**Activity:** Go through the data and report each line that holds the string "skyscraper".

**Data under study:**

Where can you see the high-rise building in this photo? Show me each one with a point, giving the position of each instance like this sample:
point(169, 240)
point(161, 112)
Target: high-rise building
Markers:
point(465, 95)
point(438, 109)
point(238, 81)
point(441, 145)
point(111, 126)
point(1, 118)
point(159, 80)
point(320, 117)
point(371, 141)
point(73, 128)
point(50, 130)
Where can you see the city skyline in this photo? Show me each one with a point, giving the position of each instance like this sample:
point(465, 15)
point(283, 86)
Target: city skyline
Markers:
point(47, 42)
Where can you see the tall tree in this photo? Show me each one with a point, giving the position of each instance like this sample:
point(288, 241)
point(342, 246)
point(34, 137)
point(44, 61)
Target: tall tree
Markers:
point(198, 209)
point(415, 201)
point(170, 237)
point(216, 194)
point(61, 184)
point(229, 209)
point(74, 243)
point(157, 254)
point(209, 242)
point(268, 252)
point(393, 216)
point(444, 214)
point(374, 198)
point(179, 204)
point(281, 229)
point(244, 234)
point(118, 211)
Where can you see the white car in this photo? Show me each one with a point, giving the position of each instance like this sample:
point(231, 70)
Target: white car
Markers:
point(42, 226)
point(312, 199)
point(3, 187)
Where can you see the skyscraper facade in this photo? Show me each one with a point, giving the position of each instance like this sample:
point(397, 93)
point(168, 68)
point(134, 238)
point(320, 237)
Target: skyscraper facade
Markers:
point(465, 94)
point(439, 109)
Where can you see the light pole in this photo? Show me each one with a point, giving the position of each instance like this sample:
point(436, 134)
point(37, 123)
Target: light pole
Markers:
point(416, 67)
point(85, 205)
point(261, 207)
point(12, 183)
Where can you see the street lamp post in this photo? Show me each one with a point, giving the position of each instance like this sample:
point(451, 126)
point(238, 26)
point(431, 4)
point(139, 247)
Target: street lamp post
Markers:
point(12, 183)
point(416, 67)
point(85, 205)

**Answer to this task:**
Where can you see the skyscraper facade in this photo? Show me each one with a point, giving the position of each instance like this sample:
Target: skyscraper facade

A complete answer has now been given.